Dataset entries:
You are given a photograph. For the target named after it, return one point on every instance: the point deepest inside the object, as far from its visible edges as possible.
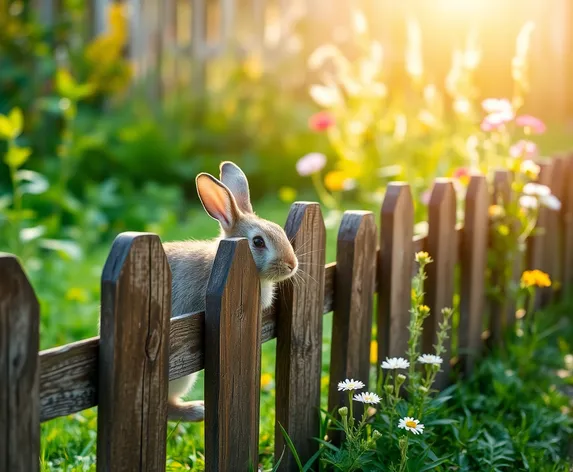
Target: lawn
(69, 312)
(511, 411)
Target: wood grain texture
(299, 338)
(442, 246)
(68, 378)
(501, 309)
(19, 379)
(473, 261)
(395, 266)
(134, 355)
(567, 223)
(232, 360)
(69, 373)
(352, 319)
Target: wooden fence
(125, 372)
(173, 41)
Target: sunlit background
(109, 110)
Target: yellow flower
(535, 278)
(334, 180)
(496, 211)
(253, 67)
(503, 230)
(374, 352)
(266, 380)
(109, 70)
(423, 257)
(287, 194)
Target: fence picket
(134, 355)
(299, 338)
(473, 267)
(501, 311)
(396, 259)
(537, 245)
(19, 373)
(441, 245)
(553, 239)
(567, 223)
(352, 320)
(232, 360)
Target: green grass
(69, 300)
(522, 413)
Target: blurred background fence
(173, 41)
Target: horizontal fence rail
(126, 371)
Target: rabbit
(227, 201)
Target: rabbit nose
(292, 265)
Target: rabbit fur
(228, 201)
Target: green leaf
(5, 201)
(16, 118)
(29, 234)
(65, 83)
(6, 131)
(84, 91)
(16, 157)
(278, 463)
(292, 448)
(311, 461)
(35, 183)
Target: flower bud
(423, 258)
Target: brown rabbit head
(228, 201)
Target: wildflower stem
(350, 408)
(403, 454)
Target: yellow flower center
(535, 277)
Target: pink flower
(523, 148)
(531, 124)
(496, 120)
(497, 105)
(310, 163)
(320, 121)
(425, 197)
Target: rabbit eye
(259, 242)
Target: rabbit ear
(217, 200)
(234, 178)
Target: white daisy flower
(528, 202)
(411, 424)
(551, 202)
(430, 359)
(350, 385)
(395, 363)
(536, 190)
(367, 397)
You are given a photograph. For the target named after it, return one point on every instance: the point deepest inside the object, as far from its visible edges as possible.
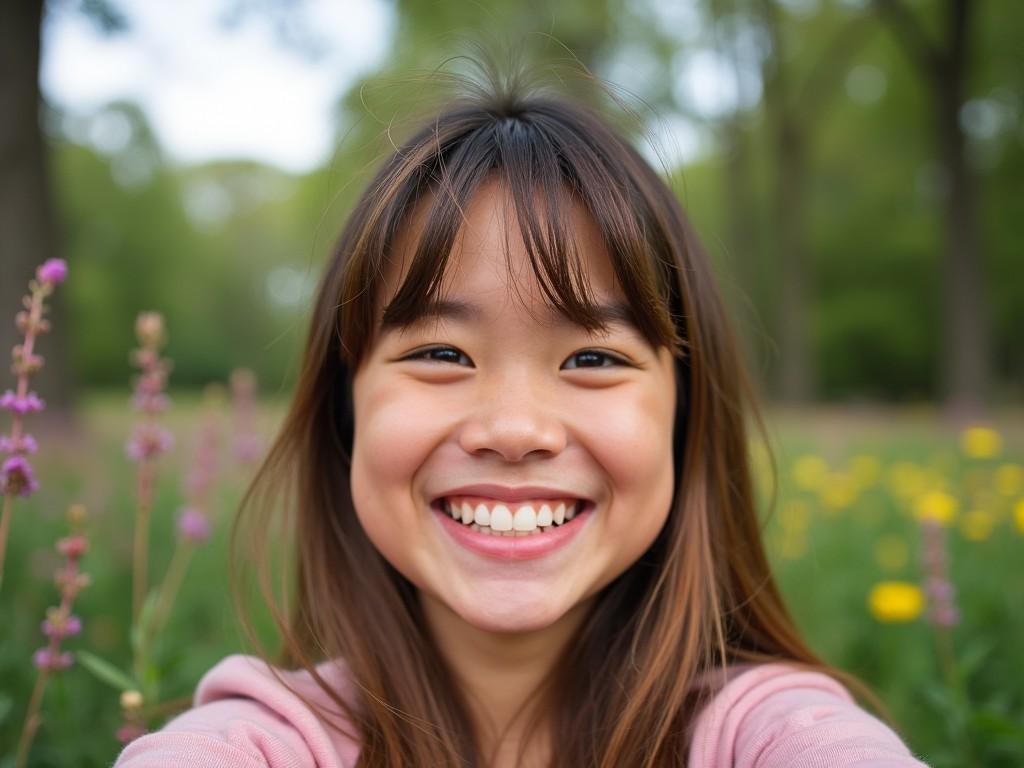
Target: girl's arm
(776, 716)
(246, 718)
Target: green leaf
(107, 672)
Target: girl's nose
(513, 420)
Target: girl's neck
(500, 675)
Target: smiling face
(502, 392)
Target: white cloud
(211, 92)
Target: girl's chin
(508, 617)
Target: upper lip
(508, 494)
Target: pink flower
(44, 658)
(24, 444)
(73, 546)
(27, 404)
(52, 271)
(194, 525)
(150, 440)
(16, 477)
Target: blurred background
(854, 168)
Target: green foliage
(828, 549)
(229, 251)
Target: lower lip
(514, 547)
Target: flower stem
(32, 718)
(168, 591)
(4, 527)
(140, 555)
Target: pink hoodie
(771, 716)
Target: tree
(944, 68)
(28, 223)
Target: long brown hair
(700, 598)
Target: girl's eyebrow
(612, 313)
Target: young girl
(516, 488)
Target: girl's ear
(344, 411)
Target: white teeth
(525, 518)
(559, 516)
(501, 518)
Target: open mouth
(510, 519)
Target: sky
(216, 93)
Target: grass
(843, 521)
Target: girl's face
(501, 408)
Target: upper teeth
(501, 517)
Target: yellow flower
(936, 506)
(1010, 479)
(809, 472)
(977, 524)
(891, 552)
(865, 470)
(896, 601)
(980, 442)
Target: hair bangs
(545, 171)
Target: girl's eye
(438, 354)
(583, 358)
(594, 358)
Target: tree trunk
(795, 375)
(966, 359)
(27, 222)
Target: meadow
(863, 500)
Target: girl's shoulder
(775, 715)
(249, 714)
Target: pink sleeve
(775, 716)
(243, 718)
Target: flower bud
(131, 699)
(52, 271)
(150, 329)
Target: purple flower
(73, 546)
(148, 440)
(52, 271)
(24, 444)
(27, 404)
(46, 659)
(16, 477)
(59, 626)
(194, 525)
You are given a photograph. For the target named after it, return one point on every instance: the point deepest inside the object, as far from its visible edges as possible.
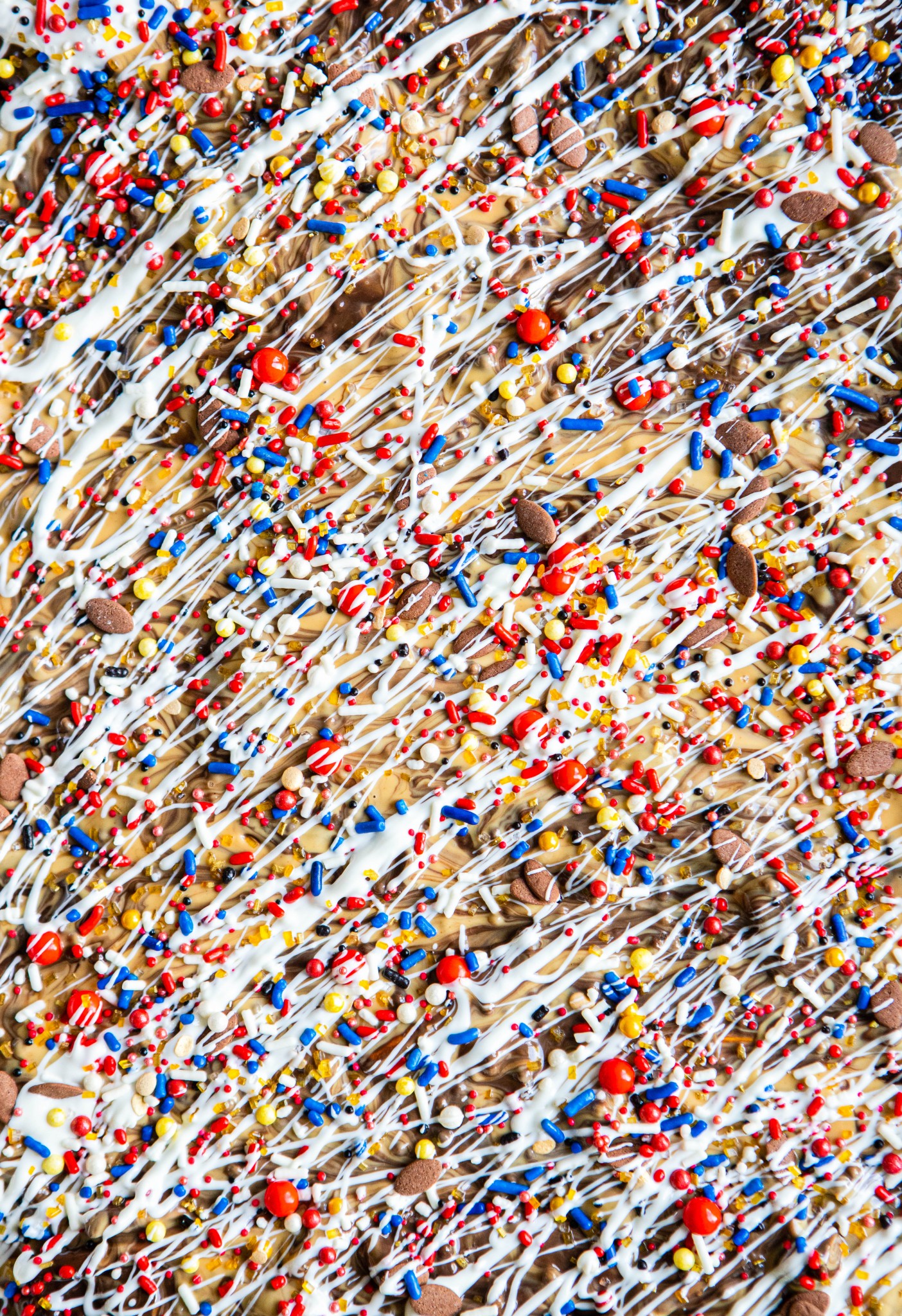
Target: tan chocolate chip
(417, 1177)
(739, 436)
(887, 1004)
(879, 144)
(41, 441)
(437, 1301)
(742, 570)
(730, 848)
(13, 776)
(708, 635)
(525, 128)
(871, 761)
(55, 1091)
(109, 616)
(567, 141)
(8, 1097)
(751, 511)
(534, 523)
(425, 477)
(467, 640)
(206, 79)
(414, 600)
(541, 882)
(808, 207)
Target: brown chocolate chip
(742, 570)
(536, 524)
(109, 616)
(8, 1097)
(55, 1091)
(871, 760)
(808, 207)
(467, 641)
(879, 144)
(206, 79)
(541, 882)
(708, 635)
(496, 669)
(414, 600)
(417, 1177)
(759, 485)
(13, 776)
(567, 141)
(41, 441)
(525, 128)
(730, 848)
(739, 436)
(887, 1004)
(425, 477)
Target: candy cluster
(450, 657)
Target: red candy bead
(280, 1199)
(533, 325)
(701, 1216)
(45, 948)
(270, 365)
(570, 776)
(452, 968)
(615, 1076)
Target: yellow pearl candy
(783, 69)
(330, 172)
(630, 1024)
(799, 654)
(642, 960)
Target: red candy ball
(270, 365)
(533, 325)
(452, 968)
(280, 1198)
(701, 1216)
(617, 1076)
(570, 776)
(45, 948)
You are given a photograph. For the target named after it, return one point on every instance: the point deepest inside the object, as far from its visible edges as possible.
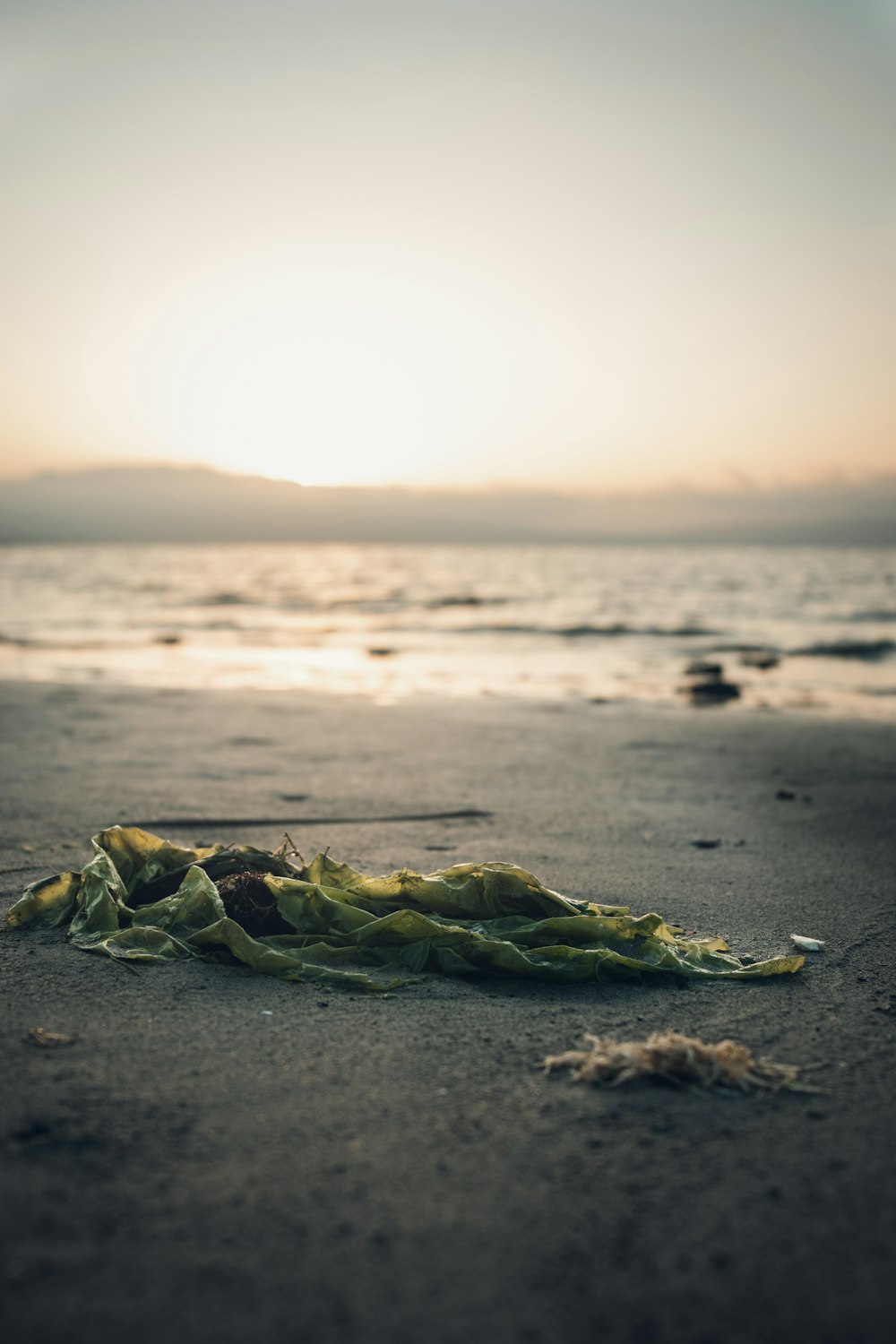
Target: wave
(866, 650)
(883, 616)
(578, 632)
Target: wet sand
(363, 1169)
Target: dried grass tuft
(681, 1061)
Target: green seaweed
(142, 898)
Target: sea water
(598, 623)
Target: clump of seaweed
(681, 1061)
(252, 903)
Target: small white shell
(806, 943)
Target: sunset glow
(587, 246)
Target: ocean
(810, 629)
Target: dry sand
(362, 1169)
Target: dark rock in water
(713, 691)
(702, 668)
(762, 659)
(866, 650)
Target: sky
(597, 245)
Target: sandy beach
(354, 1168)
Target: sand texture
(218, 1156)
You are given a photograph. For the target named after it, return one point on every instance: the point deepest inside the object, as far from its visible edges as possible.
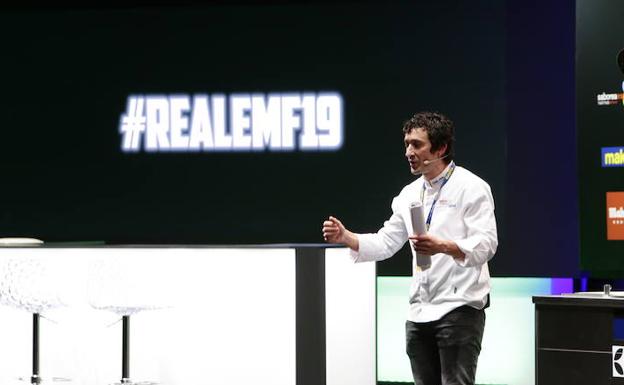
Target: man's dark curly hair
(439, 128)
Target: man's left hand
(427, 244)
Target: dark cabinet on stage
(577, 339)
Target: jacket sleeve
(481, 239)
(384, 243)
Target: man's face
(418, 149)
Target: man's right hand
(335, 232)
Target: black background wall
(503, 71)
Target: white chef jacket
(464, 213)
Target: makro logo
(238, 122)
(612, 156)
(615, 215)
(605, 99)
(617, 358)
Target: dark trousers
(445, 352)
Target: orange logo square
(615, 215)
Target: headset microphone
(427, 162)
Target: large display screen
(237, 123)
(600, 118)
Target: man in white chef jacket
(449, 293)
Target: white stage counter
(278, 315)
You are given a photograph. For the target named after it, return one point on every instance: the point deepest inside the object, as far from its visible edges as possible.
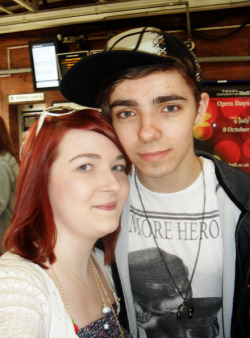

Exercise details:
At the line containing "Target: orange logo square", start reproducing exactly, and stop after the last line of the listing; include both ends, and leave the pictures out.

Exercise response:
Target: orange logo square
(615, 215)
Target: headset microphone
(427, 162)
Target: large display screen
(237, 123)
(600, 118)
Target: man in white chef jacket
(449, 293)
Target: white stage counter
(278, 315)
You are given a photograph. For the target named after it, return one point on every instance: the point deepest inside the object, as far from its visible edges as possible.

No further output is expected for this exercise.